DOCUMENT SEGMENT —
The three most common clinical features among these patients were typical HSOS symptoms, such as ascites, hepatomegaly, and jaundice, while only seven patients presented upper gastrointestinal bleeding. Herbal decoction was the most common form of Tu-San-Qi ingested. The average duration between the intake of Tu-San-Qi and the onset of clinical symptoms was 3.17 ± 9.17 months (range: 2 days–3 years). The average total intake dose of Tu-San-Qi during the entire period was 2701.30 ± 6425.59 g of crude herb (range: 10–18,000 g). Most of the patients showed elevated serum alanine aminotransferase (ALT), aspartate aminotransferase (AST), alkaline phosphatase (ALP), gamma glutamyl transpeptidase (GGT), and total bilirubin levels. Some patients showed mildly decreased serum albumin levels and a prolonged prothrombin time (PT). Most patients underwent ultrasound and computed tomography (CT) for the diagnosis of HSOS. In addition, 26 patients underwent upper gastrointestinal endoscopy, 9 of whom (34.6%) had positive gastroesophageal varices, while 45 patients underwent liver biopsy for further confirmative diagnosis. Conventional drug therapy, including diuretics, paracentesis, and albumin infusion, was prescribed for the treatment of ascites for most patients. Anticoagulation therapy was prescribed for 27 patients. Liver transplantation was performed for four patients. Based on the available survival time and status information provided for 107 patients, after treatment, 88 patients survived, while 19 patients died.

Natural-language descriptions of regions —

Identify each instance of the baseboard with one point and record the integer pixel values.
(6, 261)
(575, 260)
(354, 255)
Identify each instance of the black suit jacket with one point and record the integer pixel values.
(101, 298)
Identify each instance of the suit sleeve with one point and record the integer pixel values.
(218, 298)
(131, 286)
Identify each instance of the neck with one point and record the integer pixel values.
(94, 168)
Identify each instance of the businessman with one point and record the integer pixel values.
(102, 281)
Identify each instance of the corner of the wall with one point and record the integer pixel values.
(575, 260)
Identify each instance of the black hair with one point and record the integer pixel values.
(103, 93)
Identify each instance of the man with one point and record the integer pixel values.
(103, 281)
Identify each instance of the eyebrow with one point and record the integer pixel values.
* * *
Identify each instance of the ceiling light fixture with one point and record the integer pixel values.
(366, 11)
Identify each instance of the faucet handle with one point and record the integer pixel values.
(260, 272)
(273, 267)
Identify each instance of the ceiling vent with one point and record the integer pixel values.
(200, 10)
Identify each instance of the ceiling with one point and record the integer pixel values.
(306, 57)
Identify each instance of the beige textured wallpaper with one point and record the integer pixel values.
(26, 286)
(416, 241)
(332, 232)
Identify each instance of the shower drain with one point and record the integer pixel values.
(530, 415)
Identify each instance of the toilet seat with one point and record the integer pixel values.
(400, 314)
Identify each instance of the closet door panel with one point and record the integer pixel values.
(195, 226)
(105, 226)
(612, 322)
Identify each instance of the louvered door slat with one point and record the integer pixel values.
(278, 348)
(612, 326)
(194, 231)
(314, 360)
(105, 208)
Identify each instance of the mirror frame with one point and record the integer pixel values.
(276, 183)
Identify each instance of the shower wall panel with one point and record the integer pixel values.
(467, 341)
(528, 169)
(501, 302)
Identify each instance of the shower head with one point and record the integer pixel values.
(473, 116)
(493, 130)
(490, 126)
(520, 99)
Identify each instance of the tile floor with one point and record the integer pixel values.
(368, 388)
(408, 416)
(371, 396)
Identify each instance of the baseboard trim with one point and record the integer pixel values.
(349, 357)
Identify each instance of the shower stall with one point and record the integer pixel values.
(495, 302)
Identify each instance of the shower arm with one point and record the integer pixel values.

WORK INSTRUCTIONS — According to the passage on patients who ingested Tu-San-Qi, how many patients underwent liver transplantation?

SOLUTION TO THE EXERCISE — Four patients.